### REQUIREMENT
Copy the entries below exactly; any picture among them should be left out.

Saved data entries
▬▬▬▬▬▬▬▬▬▬

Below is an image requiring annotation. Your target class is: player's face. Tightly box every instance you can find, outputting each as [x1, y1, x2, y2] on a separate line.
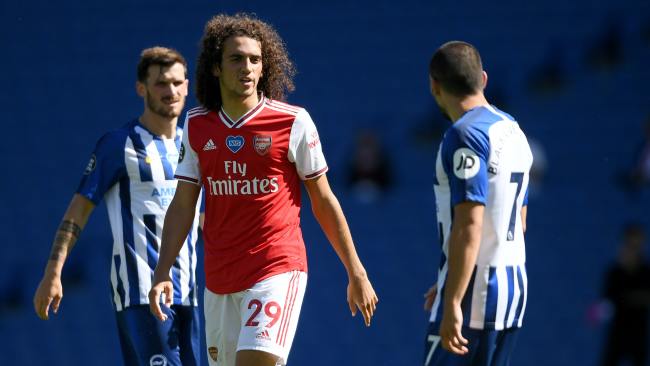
[213, 36, 263, 100]
[138, 62, 188, 118]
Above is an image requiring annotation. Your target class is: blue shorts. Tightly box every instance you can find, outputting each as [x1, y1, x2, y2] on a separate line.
[424, 322, 520, 366]
[115, 305, 200, 366]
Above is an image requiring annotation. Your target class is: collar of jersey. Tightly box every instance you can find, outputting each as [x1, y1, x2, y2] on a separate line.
[134, 119, 181, 141]
[456, 104, 502, 126]
[456, 105, 483, 122]
[218, 96, 266, 129]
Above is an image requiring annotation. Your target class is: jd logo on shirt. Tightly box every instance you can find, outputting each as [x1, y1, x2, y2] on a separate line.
[456, 155, 475, 171]
[226, 135, 245, 153]
[453, 148, 480, 179]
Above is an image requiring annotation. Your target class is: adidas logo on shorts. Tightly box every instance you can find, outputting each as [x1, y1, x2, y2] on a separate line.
[256, 329, 271, 341]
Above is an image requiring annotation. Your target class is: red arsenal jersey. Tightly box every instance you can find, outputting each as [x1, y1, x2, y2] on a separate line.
[175, 97, 328, 294]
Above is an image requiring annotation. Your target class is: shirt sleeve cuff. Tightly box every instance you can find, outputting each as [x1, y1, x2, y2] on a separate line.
[174, 175, 201, 185]
[302, 166, 328, 180]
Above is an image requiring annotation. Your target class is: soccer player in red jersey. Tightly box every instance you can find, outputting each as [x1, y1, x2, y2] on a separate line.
[149, 13, 378, 366]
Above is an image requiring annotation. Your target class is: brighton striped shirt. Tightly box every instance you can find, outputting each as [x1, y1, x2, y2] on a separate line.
[430, 105, 533, 330]
[77, 119, 200, 311]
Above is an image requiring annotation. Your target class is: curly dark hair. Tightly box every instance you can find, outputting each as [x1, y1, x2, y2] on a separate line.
[196, 13, 296, 111]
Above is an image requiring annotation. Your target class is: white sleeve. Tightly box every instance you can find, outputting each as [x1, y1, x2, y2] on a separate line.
[288, 109, 328, 180]
[174, 115, 202, 185]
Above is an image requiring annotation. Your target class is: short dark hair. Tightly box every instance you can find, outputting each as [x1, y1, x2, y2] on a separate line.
[196, 13, 296, 112]
[429, 41, 484, 97]
[137, 46, 187, 83]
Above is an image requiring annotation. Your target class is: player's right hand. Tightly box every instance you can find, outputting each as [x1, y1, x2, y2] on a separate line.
[440, 303, 469, 355]
[347, 273, 379, 327]
[423, 283, 438, 311]
[148, 274, 173, 321]
[33, 275, 63, 320]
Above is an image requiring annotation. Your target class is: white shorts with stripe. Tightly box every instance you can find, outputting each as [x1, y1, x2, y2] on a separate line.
[204, 270, 307, 366]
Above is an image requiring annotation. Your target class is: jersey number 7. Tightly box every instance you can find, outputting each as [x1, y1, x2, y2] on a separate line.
[425, 334, 441, 365]
[507, 172, 524, 241]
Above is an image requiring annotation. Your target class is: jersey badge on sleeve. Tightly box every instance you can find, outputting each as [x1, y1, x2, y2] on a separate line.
[226, 135, 245, 153]
[178, 143, 185, 162]
[83, 154, 97, 175]
[453, 148, 480, 179]
[253, 135, 272, 156]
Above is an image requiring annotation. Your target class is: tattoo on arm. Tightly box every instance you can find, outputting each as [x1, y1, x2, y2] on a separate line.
[59, 220, 82, 239]
[49, 220, 82, 261]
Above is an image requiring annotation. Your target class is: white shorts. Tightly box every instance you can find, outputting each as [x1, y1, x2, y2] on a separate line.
[204, 270, 307, 366]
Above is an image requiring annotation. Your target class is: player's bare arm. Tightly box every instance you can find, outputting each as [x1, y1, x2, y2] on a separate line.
[521, 205, 528, 234]
[303, 174, 378, 327]
[149, 181, 201, 321]
[440, 201, 484, 355]
[33, 194, 95, 320]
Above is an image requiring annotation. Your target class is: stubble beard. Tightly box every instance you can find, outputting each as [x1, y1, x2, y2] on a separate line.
[146, 92, 181, 118]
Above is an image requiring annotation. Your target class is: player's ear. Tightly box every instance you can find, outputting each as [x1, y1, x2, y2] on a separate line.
[181, 79, 189, 97]
[136, 81, 146, 98]
[481, 71, 488, 90]
[429, 76, 439, 97]
[212, 64, 221, 78]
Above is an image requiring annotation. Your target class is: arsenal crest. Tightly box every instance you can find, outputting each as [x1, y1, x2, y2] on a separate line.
[253, 135, 272, 156]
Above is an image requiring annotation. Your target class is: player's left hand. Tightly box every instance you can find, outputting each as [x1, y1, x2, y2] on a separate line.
[439, 303, 469, 355]
[423, 283, 438, 311]
[347, 273, 378, 327]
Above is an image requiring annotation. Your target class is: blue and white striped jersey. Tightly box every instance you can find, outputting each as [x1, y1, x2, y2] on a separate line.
[430, 105, 533, 330]
[77, 119, 200, 311]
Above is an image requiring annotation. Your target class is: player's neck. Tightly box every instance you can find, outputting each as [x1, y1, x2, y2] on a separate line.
[449, 93, 489, 123]
[139, 111, 178, 139]
[221, 93, 261, 121]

▬▬▬▬▬▬▬▬▬▬

### FINISHED TASK
Below is an image requiring annotation. Your target class is: player's face. Tightly box every instance you can find, outputting each as [x1, y1, x2, y2] on a separate line.
[213, 36, 263, 100]
[138, 62, 188, 118]
Above is an image requiring annotation. Your target class is: blue shorts. Tightly box every instance you can find, outputting each as [x1, y1, x2, y2] on a separate line.
[424, 322, 520, 366]
[115, 305, 200, 366]
Above is an image requiring annotation. Your target class is: collar of jersey. Tightly box every instance you can find, outputting each as [x1, y1, x2, y2] on a separate line.
[134, 119, 181, 141]
[456, 104, 502, 126]
[456, 105, 483, 122]
[218, 96, 266, 129]
Above is an image requiring annotation. Your target class is: jd logo on shirt. Tightly box every instance you can find, outputting each as [x1, y1, x2, y2] on a separate line.
[456, 155, 475, 171]
[226, 135, 245, 153]
[453, 148, 480, 179]
Above is an image requiring annotation. Your target class is: adidas logo on shorts. Tightly box every instance you can find, outputting each as [x1, y1, x2, y2] on a separate line.
[256, 329, 271, 341]
Above is an image requiring annotation. Your target class is: red arsenal jersey. Tightly box every instance you can find, outputting each as [x1, y1, x2, y2] on a separate line.
[175, 97, 328, 294]
Above is an image requiring annotation. Your target class is: shirt sleeve cuff. Tightly box every instance you can find, outputting each as [x1, y1, x2, y2] on a separate line.
[174, 175, 201, 185]
[302, 166, 328, 180]
Above is an image requiring annotation. Your target class is: soccer player in red jersey. Tightly box every instance you can find, outputting each as [x1, y1, x2, y2] on a separate line.
[149, 13, 378, 366]
Above is an image requiring annotation. Your target class is: brighton striped shirt. Tightly box every instance you can find, outputting each as [x1, y1, x2, y2] on a separate line.
[430, 105, 533, 330]
[77, 119, 200, 311]
Above is an image requiring annotation. Your target class is: curly dark hair. Tightly box every instance you can find, outputting each as [x1, y1, x2, y2] on a separate line.
[196, 13, 296, 111]
Above is an image requiring annotation. Your target class is: white sleeve. Tightly box every instance you can find, outputting each as [x1, y1, x2, y2] on a separate line.
[288, 109, 328, 180]
[174, 115, 202, 185]
Above is an image requiring annotation. Your target class is: short dark hair. Tightly box every instance you can find, outputting each as [x1, y1, x2, y2] on a separate line.
[196, 13, 296, 112]
[429, 41, 484, 97]
[137, 46, 187, 83]
Above is an image requiring annotation. Your target class is: player's right hand. Tightly box every instance you can find, outputting each as [x1, y1, x2, y2] on a separate line.
[440, 303, 469, 355]
[347, 273, 379, 327]
[423, 283, 438, 311]
[148, 274, 173, 321]
[33, 275, 63, 320]
Above is an image requiring annotation. Your target class is: white shorts with stripe. Tightly box every instance you can find, outputting each as [x1, y1, x2, y2] on a separate line.
[204, 270, 307, 366]
Above is an image requiring annotation. Your target class is: jersey number 7. Tightly box every instance you can find, outputting each as [x1, y1, x2, y2] on a separate line.
[425, 334, 441, 365]
[507, 172, 524, 241]
Above is an image requiring annotation. Your target class is: jersey badge on sleeve. Tightly box every instance you can find, outputting each as [x1, y1, x2, y2] on a separate line.
[226, 135, 245, 153]
[178, 143, 185, 162]
[83, 154, 97, 175]
[453, 148, 480, 179]
[253, 135, 272, 156]
Above is an image requiring annotation. Your target class is: tattoo on arm. Tightly box every instance you can find, outputting each as [x1, y1, x2, y2] on a separate line.
[59, 220, 82, 239]
[49, 220, 82, 261]
Above is an image requiring annotation. Your target class is: white shorts. Tightly box every instance you can find, outputting each as [x1, y1, x2, y2] on a separate line.
[204, 270, 307, 366]
Above is an image requiring annotation. Your target class is: player's bare arm. Tightly box every instance you can find, outputting each as [x1, y1, x2, y2] on a separate line.
[521, 205, 528, 234]
[303, 174, 378, 327]
[149, 181, 201, 321]
[440, 201, 484, 355]
[33, 194, 95, 320]
Above is an image requiring annotation. Your target class is: stubble beard. Tightly box every instance you can find, outputting each as [x1, y1, x2, y2] on a separate line.
[146, 92, 181, 118]
Above is an image requiring annotation. Your target class is: player's ear. Tightly box every instance you can find, outputting each as [x1, y1, x2, y2] on a separate line.
[181, 79, 189, 97]
[136, 81, 146, 98]
[481, 71, 488, 90]
[429, 76, 439, 97]
[212, 64, 221, 78]
Above is an image requiring annotation. Your target class is: arsenal crest. Tightly box every instance you can find, outputting each as [x1, y1, x2, y2] on a separate line.
[253, 135, 272, 156]
Above is an image requiring annotation. Your target class is: player's left hand. Tightly box every instance you can find, outputting each as [x1, y1, x2, y2] on a separate line.
[439, 303, 469, 355]
[423, 283, 438, 311]
[347, 273, 378, 327]
Above is an image requiring annotation. Your target class is: blue and white striped jersey. Tightly box every instance you can find, outputting each as [x1, y1, x2, y2] on a separate line.
[430, 105, 533, 330]
[77, 119, 200, 311]
Above is an image requiring annotation. Your target class is: player's neck. Tightly box every instance you can find, outputting each as [x1, y1, x2, y2] on a separate line.
[449, 93, 489, 123]
[139, 111, 178, 139]
[221, 93, 261, 121]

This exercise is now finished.